- _OBJECTIVE_
Reproduce the part of the build-cache key contract that begins at the words "1. Why this" and stops after "right, then code).", swapping "scheduling" for "job ordering".

-- START DOCUMENT EXTRACT --

KVS build-cache KEY contract — content-addressed build-artifact cache over the kvs CAS

ratified

One line. Define exactly what hashes into a build-cache entry so a cache hit is provably equivalent to a fresh build. A wrong key is worse than no cache — it serves a stale artifact as fresh (silent poisoning). This RFC fixes the key's completeness before any code (287a, design-first; Quality > Speed).

Ratified 2026-06-27 (owner). The §3 key field set and the §5 completeness directive (over-include-never-under-include + continuous parity canary) are accepted; the §7 store reuses the kvs CAS (#206/#208) and §8 shares one input-digest with hub-RFC-003. 287b is now open for implementation.

1. Why this is design-first

287 has three levers (content-addressed cache, isolated runners, fair

concurrency). Lever 1 — the cache — has one catastrophic failure mode: an incomplete key. If any input that affects the output is omitted from the key, two builds with different real inputs collide on the same key and the cache returns the wrong artifact as if it were correct. That is undetectable at use time and corrupts everything downstream (a poisoned compiler stage poisons every binary built from it). No amount of runner isolation or scheduling fixes a poisoned cache. So the key contract is ratified before the store is built, the same discipline applied to KVS-RFC-003 slice-d (get the model right, then code).

This RFC is the Stack-wide, remote/shared generalization of the per-tool key already ratified for one component in design-RFC-009 Option A (the design-gen content-hash manifest). design-RFC-009 R3 explicitly scoped out a distributed build cache ("single-machine incremental is enough until KDS exceeds 1000 pages");

287 is exactly that distributed layer for the whole monorepo. This contract

makes design-gen's per-tool manifest one conforming instance of a universal key.

-- END DOCUMENT EXTRACT --
-- START DATASET RECORDS --

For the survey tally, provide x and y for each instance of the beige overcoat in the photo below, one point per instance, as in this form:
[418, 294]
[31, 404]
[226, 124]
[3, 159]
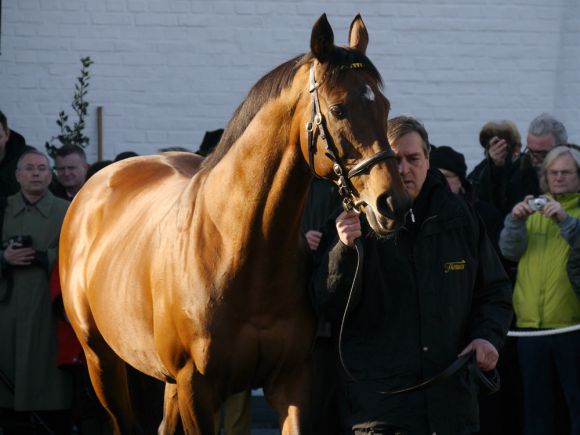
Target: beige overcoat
[27, 324]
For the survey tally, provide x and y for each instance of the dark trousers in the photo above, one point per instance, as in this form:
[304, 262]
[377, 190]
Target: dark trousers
[35, 423]
[548, 364]
[501, 413]
[324, 412]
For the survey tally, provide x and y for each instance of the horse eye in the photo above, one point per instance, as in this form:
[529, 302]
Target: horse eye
[337, 111]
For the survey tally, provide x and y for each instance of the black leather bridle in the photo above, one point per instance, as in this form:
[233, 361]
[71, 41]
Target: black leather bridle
[349, 200]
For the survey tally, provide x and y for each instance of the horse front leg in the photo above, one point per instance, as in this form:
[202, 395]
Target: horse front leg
[108, 375]
[197, 401]
[289, 395]
[171, 419]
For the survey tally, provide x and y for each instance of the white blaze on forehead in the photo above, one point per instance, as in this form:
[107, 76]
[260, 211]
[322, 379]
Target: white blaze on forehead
[369, 94]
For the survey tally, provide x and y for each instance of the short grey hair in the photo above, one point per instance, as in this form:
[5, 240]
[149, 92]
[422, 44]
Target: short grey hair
[545, 124]
[27, 153]
[551, 157]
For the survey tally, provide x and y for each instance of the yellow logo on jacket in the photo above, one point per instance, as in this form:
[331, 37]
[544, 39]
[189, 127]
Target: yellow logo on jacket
[454, 265]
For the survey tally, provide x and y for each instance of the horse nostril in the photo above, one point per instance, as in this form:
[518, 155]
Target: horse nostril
[385, 205]
[389, 207]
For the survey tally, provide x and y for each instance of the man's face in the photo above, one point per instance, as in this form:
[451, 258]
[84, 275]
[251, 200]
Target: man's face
[413, 163]
[71, 171]
[539, 147]
[34, 175]
[452, 179]
[562, 175]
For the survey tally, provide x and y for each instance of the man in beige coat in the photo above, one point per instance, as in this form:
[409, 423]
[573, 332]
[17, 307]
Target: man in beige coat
[31, 384]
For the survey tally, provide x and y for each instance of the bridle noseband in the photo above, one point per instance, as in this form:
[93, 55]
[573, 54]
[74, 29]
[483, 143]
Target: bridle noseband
[349, 200]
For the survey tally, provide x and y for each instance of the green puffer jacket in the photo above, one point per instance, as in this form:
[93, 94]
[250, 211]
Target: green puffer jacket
[543, 295]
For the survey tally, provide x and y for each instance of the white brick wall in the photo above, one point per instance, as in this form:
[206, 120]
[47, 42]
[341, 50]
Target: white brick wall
[167, 70]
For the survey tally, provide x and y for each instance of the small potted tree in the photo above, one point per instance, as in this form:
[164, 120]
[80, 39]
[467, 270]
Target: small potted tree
[73, 135]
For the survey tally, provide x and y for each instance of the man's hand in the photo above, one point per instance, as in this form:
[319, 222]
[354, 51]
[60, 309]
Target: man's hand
[522, 210]
[554, 211]
[15, 255]
[313, 237]
[348, 227]
[485, 353]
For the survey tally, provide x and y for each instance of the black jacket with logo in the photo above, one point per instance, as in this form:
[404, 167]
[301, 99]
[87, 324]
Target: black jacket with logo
[425, 294]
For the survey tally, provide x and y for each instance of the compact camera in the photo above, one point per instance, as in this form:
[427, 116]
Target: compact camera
[24, 241]
[537, 204]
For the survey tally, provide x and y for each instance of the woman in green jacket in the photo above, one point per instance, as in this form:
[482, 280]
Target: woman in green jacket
[538, 233]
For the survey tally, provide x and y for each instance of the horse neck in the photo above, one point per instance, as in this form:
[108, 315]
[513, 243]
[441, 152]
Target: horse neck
[258, 190]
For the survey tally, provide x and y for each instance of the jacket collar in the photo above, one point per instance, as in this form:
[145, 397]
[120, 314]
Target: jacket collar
[43, 205]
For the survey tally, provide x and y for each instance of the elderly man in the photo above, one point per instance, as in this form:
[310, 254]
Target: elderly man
[71, 171]
[504, 182]
[434, 291]
[30, 380]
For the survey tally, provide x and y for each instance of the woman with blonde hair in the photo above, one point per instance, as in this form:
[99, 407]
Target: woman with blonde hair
[538, 233]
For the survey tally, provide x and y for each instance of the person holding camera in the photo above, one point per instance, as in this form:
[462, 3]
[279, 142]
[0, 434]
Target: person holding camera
[507, 176]
[538, 234]
[32, 388]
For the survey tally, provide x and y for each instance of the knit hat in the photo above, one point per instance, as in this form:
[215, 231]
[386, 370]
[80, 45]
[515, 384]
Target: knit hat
[444, 157]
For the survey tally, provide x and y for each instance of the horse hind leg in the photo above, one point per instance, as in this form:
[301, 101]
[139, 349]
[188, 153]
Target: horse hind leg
[197, 401]
[108, 375]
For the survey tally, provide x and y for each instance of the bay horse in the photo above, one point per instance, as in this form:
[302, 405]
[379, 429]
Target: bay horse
[195, 272]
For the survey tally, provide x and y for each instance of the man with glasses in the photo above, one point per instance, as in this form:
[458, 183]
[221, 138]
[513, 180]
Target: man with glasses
[71, 171]
[31, 385]
[507, 184]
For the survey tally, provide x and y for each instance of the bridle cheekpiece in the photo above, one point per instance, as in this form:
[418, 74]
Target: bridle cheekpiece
[345, 188]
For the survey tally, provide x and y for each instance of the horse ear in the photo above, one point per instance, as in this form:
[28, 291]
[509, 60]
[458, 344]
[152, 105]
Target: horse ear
[322, 39]
[358, 37]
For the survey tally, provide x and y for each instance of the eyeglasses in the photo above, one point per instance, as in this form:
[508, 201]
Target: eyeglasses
[32, 168]
[65, 168]
[540, 155]
[565, 174]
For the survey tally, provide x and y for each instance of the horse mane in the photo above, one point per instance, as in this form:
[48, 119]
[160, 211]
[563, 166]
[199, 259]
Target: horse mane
[273, 83]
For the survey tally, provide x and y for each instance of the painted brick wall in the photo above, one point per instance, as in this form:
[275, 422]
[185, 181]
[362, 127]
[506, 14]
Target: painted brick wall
[167, 70]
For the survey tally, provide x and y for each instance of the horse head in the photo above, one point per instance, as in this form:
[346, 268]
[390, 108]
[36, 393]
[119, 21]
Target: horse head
[345, 136]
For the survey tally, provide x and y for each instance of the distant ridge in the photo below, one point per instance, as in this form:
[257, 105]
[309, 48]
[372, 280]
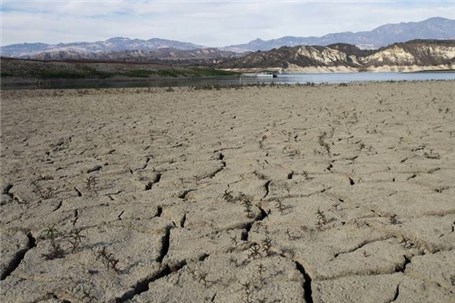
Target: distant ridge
[117, 44]
[433, 28]
[413, 55]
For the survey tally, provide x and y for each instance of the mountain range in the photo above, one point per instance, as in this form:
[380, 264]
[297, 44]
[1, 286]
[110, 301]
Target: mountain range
[130, 49]
[413, 55]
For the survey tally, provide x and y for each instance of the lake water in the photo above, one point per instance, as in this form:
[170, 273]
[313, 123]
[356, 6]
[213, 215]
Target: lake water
[303, 78]
[361, 77]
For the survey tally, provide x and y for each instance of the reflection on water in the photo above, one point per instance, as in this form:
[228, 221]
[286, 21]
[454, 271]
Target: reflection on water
[230, 81]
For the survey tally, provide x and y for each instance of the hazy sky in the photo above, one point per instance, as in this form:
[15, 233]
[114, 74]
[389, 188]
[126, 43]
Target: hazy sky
[210, 23]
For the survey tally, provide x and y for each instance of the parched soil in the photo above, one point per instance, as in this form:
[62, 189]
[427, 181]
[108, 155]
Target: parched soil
[260, 194]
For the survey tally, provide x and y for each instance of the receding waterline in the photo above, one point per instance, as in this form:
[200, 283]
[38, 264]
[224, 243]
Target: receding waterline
[304, 78]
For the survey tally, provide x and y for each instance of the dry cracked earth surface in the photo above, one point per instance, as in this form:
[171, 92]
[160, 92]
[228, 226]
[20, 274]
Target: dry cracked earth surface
[260, 194]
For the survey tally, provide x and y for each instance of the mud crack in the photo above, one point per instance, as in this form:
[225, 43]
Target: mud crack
[307, 291]
[19, 256]
[143, 285]
[267, 188]
[165, 242]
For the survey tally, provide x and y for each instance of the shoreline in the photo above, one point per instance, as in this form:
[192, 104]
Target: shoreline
[327, 192]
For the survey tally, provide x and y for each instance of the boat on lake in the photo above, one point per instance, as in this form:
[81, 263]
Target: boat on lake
[266, 75]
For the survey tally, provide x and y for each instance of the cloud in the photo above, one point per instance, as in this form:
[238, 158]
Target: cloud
[212, 23]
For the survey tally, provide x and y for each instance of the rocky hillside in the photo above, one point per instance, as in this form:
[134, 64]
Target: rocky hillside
[339, 57]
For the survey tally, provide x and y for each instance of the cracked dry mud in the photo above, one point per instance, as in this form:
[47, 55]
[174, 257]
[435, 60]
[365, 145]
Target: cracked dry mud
[259, 194]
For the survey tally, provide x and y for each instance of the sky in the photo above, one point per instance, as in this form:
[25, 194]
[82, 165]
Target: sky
[212, 23]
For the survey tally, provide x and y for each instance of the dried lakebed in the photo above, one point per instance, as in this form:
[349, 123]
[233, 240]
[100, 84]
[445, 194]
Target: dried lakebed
[259, 194]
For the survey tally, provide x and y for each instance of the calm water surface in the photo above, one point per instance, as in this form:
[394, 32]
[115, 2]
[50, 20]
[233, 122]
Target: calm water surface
[303, 78]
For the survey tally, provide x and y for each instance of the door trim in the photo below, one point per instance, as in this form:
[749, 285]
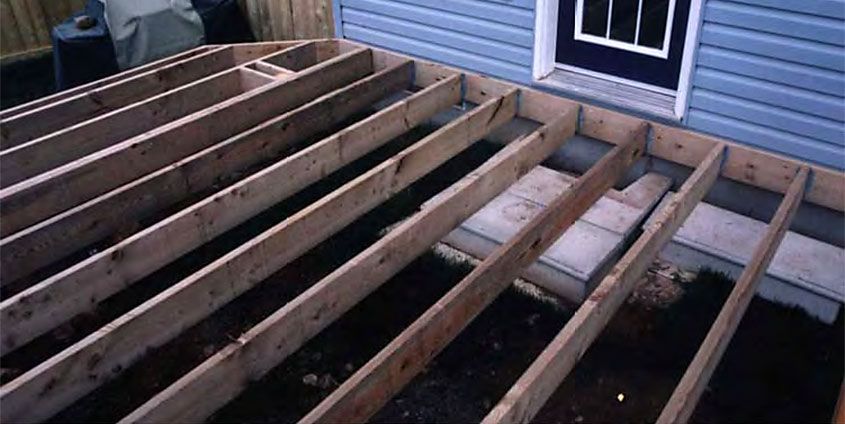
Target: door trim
[545, 42]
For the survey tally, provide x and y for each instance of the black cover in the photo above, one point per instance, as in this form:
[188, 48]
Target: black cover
[81, 56]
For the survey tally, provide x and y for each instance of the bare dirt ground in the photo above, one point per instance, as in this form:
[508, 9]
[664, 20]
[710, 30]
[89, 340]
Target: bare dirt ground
[781, 367]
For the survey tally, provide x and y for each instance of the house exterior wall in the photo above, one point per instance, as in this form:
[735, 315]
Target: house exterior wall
[769, 73]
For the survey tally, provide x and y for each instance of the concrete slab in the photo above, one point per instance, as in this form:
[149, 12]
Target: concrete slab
[582, 255]
[805, 272]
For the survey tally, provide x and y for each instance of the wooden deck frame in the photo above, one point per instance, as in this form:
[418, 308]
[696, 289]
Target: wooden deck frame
[58, 206]
[682, 404]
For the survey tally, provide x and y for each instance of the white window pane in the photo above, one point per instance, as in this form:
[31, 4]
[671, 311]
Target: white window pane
[653, 23]
[594, 18]
[623, 21]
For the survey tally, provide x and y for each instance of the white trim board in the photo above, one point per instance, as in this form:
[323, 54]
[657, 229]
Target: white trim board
[545, 42]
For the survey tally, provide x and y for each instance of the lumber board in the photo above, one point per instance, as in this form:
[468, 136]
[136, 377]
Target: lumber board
[745, 164]
[42, 154]
[223, 376]
[59, 236]
[51, 302]
[49, 193]
[52, 117]
[366, 391]
[54, 98]
[684, 399]
[116, 89]
[59, 381]
[532, 390]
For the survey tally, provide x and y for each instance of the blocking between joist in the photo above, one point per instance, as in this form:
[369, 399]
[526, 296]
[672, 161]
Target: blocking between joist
[530, 392]
[686, 395]
[49, 193]
[57, 98]
[80, 288]
[387, 373]
[36, 122]
[122, 342]
[58, 236]
[224, 375]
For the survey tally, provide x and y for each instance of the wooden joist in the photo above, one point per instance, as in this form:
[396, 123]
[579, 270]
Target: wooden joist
[53, 99]
[31, 124]
[61, 235]
[681, 405]
[234, 121]
[47, 194]
[73, 373]
[42, 154]
[224, 375]
[534, 387]
[83, 286]
[388, 372]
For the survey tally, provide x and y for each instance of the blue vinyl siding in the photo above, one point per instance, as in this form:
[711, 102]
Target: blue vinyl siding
[494, 37]
[771, 73]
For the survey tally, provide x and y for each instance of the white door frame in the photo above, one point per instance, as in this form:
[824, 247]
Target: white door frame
[545, 43]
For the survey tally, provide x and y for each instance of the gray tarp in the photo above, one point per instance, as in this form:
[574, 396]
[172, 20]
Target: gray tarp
[146, 30]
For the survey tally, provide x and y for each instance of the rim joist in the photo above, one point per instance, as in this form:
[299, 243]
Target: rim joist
[199, 143]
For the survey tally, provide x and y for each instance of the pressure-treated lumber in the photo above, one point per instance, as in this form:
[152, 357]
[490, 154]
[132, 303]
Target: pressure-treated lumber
[745, 164]
[530, 392]
[50, 303]
[65, 94]
[81, 103]
[681, 405]
[224, 375]
[49, 193]
[42, 154]
[388, 372]
[37, 122]
[77, 370]
[61, 235]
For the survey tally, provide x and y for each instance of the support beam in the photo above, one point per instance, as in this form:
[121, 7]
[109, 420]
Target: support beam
[42, 154]
[51, 117]
[65, 94]
[366, 391]
[223, 376]
[103, 216]
[532, 390]
[745, 164]
[686, 395]
[52, 302]
[60, 189]
[61, 380]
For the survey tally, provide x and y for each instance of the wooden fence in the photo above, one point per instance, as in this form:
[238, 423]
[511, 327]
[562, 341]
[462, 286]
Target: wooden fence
[290, 19]
[25, 24]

-- END DATASET RECORDS --

- _WRITTEN RESPONSE_
1. Why this is design-first

287 has three levers (content-addressed cache, isolated runners, fair

concurrency). Lever 1 — the cache — has one catastrophic failure mode: an incomplete key. If any input that affects the output is omitted from the key, two builds with different real inputs collide on the same key and the cache returns the wrong artifact as if it were correct. That is undetectable at use time and corrupts everything downstream (a poisoned compiler stage poisons every binary built from it). No amount of runner isolation or job ordering fixes a poisoned cache. So the key contract is ratified before the store is built, the same discipline applied to KVS-RFC-003 slice-d (get the model right, then code).